> SELECTED TEXT
┌──

Gupta, who is 52, is awaiting extradition to the United States from the Czech Republic. He faces murder-for-hire, conspiracy and racketeering charges in the United States in connection with the alleged plot.
The leader of Sikhs for Justice, attorney Gurpatwant Singh Pannum, a U.S.-Canadian dual national, has previously indicated he was the target, telling reporters the government of Indian Prime Minister Narendra Modi wanted to kill him for criticizing the Indian government and advocating for an independent state of Khalistan.
“The defendant conspired from India to assassinate, right here in New York City, a U.S. citizen of Indian origin who has publicly advocated for the establishment of a sovereign state for Sikhs,” said U.S. Attorney Damian William in a statement. “We will not tolerate efforts to assassinate U.S. citizens on U.S. soil.”
Defendant’s ‘hitman’ was undercover agent
U.S. law enforcement detected and disrupted the operation.

└──

> DATASET EXTRACT
┌──

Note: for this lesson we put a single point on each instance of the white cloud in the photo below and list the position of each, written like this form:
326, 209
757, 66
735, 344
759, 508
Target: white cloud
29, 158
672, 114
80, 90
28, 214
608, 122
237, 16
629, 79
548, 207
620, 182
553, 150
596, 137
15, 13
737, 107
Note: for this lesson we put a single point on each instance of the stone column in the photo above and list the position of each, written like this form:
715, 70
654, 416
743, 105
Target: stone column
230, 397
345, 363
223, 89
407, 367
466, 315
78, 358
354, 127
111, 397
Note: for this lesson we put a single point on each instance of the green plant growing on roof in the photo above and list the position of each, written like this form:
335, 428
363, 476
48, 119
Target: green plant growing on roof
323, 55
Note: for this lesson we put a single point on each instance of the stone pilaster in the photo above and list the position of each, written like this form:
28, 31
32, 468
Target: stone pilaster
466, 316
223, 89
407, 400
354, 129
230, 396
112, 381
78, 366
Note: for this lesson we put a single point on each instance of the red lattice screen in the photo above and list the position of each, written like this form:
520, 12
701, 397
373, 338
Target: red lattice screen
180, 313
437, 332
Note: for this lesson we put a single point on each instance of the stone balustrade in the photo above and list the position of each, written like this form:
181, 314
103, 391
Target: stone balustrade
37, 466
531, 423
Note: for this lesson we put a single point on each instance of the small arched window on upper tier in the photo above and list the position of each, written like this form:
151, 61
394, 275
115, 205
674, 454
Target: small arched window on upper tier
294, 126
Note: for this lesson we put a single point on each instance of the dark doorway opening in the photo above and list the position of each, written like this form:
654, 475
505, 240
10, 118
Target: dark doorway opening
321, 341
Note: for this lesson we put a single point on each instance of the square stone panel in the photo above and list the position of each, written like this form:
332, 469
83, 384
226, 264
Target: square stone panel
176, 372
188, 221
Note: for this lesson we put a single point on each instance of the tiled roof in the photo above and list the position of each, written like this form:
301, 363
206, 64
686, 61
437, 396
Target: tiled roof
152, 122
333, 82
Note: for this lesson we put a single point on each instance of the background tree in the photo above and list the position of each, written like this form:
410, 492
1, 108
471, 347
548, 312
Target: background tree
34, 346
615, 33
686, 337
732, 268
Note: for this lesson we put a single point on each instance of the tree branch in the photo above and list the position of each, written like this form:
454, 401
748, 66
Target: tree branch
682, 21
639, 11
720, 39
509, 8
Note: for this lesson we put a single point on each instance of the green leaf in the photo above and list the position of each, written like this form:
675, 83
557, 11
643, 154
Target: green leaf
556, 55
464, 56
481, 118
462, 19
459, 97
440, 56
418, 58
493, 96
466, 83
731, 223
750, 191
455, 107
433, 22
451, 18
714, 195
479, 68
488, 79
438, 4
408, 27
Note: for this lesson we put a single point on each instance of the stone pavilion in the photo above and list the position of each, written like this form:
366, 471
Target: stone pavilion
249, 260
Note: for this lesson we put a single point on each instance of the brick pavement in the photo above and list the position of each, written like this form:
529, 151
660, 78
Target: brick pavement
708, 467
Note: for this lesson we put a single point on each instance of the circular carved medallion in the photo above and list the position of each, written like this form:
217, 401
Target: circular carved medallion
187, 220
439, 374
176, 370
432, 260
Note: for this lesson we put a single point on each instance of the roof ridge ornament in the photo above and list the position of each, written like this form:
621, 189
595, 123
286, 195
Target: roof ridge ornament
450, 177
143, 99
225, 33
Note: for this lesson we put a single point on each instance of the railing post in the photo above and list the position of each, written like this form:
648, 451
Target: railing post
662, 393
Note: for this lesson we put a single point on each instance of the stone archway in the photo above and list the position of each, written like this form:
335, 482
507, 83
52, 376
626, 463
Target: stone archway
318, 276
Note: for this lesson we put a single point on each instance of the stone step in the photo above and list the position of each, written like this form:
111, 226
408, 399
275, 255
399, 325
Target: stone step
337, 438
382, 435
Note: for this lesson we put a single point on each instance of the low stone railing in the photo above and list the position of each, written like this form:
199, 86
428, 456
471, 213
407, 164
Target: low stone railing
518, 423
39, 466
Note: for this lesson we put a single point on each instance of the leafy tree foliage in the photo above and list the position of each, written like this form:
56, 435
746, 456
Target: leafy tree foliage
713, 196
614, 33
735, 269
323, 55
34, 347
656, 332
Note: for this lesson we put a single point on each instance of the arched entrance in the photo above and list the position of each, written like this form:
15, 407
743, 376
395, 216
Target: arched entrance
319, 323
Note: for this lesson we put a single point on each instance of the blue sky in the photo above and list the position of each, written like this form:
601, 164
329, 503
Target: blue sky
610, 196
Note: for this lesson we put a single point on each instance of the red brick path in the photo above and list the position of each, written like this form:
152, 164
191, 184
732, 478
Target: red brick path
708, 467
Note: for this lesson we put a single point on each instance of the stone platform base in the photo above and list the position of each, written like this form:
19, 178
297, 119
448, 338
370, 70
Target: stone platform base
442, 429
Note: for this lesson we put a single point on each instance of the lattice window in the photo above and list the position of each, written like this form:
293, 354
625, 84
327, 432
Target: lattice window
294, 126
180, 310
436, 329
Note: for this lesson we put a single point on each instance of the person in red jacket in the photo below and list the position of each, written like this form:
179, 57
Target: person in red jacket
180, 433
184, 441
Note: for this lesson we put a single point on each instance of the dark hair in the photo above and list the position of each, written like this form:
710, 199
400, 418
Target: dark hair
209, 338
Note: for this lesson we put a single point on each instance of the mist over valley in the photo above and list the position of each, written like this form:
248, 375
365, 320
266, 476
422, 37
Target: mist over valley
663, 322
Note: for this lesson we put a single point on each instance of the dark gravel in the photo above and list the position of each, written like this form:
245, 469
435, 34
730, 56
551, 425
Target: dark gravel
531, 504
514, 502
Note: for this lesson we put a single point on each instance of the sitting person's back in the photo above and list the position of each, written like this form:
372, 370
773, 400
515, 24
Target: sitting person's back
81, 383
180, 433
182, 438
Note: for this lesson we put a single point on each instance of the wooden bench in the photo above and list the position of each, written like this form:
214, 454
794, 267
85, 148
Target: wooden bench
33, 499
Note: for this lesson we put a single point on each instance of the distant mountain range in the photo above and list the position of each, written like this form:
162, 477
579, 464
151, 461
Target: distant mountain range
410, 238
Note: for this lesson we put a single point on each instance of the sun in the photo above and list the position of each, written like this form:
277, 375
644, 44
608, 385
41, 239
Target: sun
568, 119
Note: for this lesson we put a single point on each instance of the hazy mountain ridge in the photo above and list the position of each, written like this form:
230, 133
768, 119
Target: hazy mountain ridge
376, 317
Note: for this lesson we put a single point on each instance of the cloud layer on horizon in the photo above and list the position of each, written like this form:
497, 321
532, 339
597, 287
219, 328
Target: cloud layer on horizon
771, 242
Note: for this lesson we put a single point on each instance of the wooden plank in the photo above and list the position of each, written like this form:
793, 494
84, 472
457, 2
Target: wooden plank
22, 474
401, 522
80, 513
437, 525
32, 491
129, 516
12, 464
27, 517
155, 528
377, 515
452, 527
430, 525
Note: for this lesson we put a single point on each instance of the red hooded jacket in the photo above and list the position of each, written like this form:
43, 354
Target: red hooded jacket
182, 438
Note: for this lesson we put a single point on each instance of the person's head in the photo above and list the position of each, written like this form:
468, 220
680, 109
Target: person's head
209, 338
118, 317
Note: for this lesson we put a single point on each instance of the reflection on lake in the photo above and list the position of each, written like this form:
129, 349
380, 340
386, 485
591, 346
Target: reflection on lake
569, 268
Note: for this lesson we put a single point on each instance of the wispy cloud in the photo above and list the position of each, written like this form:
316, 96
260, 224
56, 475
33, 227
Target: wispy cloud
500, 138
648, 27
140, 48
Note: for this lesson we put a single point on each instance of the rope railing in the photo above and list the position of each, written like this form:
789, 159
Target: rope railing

└──

> TASK INSTRUCTIONS
- 1) Summarize the excerpt about the alleged plot in two sentences.
- 2) According to the excerpt about the alleged plot, which country is Gupta awaiting extradition from?
- 3) From the excerpt about the alleged plot, print everything from "Gupta, who is" down to "the alleged plot.".
Answer using only the excerpt about the alleged plot, not the rows.

> THE RESULTS
- 1) Gupta, who is 52, is awaiting extradition from the Czech Republic to the United States, where he faces murder-for-hire, conspiracy and racketeering charges over an alleged plot to kill a U.S. citizen of Indian origin in New York City who has advocated for a sovereign Sikh state. The leader of Sikhs for Justice has indicated that he was the target, and U.S. law enforcement detected and disrupted the operation, in which the defendant's "hitman" was an undercover agent.

- 2) The Czech Republic.

- 3)
Gupta, who is 52, is awaiting extradition to the United States from the Czech Republic. He faces murder-for-hire, conspiracy and racketeering charges in the United States in connection with the alleged plot.